Given information:

•••

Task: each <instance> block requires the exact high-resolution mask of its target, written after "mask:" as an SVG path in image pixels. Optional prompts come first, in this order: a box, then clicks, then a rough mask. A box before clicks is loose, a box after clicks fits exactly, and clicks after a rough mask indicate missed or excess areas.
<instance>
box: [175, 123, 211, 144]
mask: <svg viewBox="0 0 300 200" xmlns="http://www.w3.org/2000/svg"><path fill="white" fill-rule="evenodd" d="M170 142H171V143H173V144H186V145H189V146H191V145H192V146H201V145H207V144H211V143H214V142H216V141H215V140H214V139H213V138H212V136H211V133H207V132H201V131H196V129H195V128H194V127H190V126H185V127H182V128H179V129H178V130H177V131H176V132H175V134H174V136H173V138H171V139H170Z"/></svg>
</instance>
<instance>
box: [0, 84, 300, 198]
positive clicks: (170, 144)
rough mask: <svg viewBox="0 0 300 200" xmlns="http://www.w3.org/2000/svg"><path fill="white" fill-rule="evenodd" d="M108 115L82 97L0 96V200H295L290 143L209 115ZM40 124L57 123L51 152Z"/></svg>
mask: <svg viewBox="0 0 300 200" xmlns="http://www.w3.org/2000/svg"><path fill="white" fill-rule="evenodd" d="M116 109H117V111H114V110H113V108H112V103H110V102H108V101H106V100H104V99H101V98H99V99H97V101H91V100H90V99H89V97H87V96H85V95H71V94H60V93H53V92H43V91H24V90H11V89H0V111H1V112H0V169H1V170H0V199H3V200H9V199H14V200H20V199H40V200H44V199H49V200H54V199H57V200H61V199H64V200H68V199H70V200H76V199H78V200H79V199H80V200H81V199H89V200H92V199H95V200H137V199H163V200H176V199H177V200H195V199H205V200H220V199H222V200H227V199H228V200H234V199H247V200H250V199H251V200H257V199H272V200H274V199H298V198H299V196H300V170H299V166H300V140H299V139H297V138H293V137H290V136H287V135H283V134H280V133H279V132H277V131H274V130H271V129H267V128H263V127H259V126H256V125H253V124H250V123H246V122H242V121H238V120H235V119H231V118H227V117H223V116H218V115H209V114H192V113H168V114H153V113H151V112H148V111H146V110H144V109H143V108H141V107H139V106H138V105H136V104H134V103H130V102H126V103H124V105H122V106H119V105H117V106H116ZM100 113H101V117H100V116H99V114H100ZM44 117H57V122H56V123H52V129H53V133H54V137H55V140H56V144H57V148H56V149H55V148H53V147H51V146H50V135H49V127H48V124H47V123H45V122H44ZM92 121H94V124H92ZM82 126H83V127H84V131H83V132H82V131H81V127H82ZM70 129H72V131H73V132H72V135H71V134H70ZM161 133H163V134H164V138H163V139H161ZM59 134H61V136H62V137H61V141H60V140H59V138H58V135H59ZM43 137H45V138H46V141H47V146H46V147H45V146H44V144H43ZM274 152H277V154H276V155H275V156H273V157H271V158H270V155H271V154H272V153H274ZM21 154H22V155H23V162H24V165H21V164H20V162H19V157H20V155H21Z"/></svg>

•••

Required action:
Update the listing so that every "rough mask" becomes "coarse mask", and leave everything else as it is.

Task result:
Task: each <instance> block requires the exact high-resolution mask of its target, written after "mask:" as an SVG path in image pixels. Optional prompts come first, in this order: a box, then clicks, then a coarse mask. A box before clicks is loose, a box after clicks fits exactly, and clicks after a coarse mask indicate missed or excess areas.
<instance>
box: [175, 123, 211, 144]
mask: <svg viewBox="0 0 300 200" xmlns="http://www.w3.org/2000/svg"><path fill="white" fill-rule="evenodd" d="M170 142H171V143H173V144H186V145H189V146H191V145H192V146H201V145H207V144H211V143H214V142H216V141H215V140H214V139H213V138H212V136H211V133H207V132H201V131H196V129H195V128H194V127H190V126H185V127H182V128H179V129H178V130H177V131H176V132H175V134H174V136H173V138H171V139H170Z"/></svg>
</instance>
<instance>
box: [0, 84, 300, 198]
positive clicks: (170, 144)
coarse mask: <svg viewBox="0 0 300 200" xmlns="http://www.w3.org/2000/svg"><path fill="white" fill-rule="evenodd" d="M108 115L82 97L0 96V200H295L290 143L209 115ZM40 124L57 123L51 152Z"/></svg>
mask: <svg viewBox="0 0 300 200" xmlns="http://www.w3.org/2000/svg"><path fill="white" fill-rule="evenodd" d="M116 109H117V111H114V110H113V108H112V103H110V102H108V101H106V100H104V99H101V98H99V99H97V101H91V100H90V99H89V97H87V96H85V95H71V94H60V93H53V92H43V91H24V90H11V89H0V111H1V112H0V169H1V170H0V199H3V200H9V199H14V200H20V199H40V200H44V199H49V200H54V199H57V200H61V199H64V200H68V199H70V200H76V199H78V200H79V199H80V200H81V199H89V200H92V199H95V200H137V199H163V200H176V199H177V200H195V199H205V200H220V199H222V200H227V199H228V200H234V199H247V200H250V199H251V200H257V199H272V200H274V199H298V198H299V196H300V170H299V166H300V140H299V139H297V138H293V137H290V136H287V135H283V134H280V133H279V132H277V131H274V130H271V129H267V128H263V127H259V126H256V125H253V124H250V123H246V122H242V121H238V120H235V119H231V118H227V117H223V116H218V115H209V114H192V113H168V114H153V113H151V112H148V111H146V110H144V109H143V108H141V107H139V106H138V105H136V104H134V103H130V102H126V103H124V105H122V106H119V105H117V106H116ZM100 113H101V117H100V116H99V114H100ZM44 117H57V122H56V123H52V129H53V133H54V137H55V140H56V144H57V148H56V149H55V148H53V147H51V146H50V135H49V127H48V124H47V123H45V122H44ZM92 121H94V124H92ZM82 126H83V127H84V131H83V132H82V131H81V127H82ZM70 129H72V131H73V132H72V135H71V134H70ZM161 133H163V134H164V138H163V139H161ZM59 134H61V136H62V137H61V141H60V140H59V138H58V135H59ZM43 137H45V138H46V141H47V146H46V147H45V146H44V144H43ZM274 152H277V154H276V155H275V156H273V157H271V158H270V155H271V154H272V153H274ZM21 154H22V155H23V162H24V165H21V164H20V162H19V157H20V155H21Z"/></svg>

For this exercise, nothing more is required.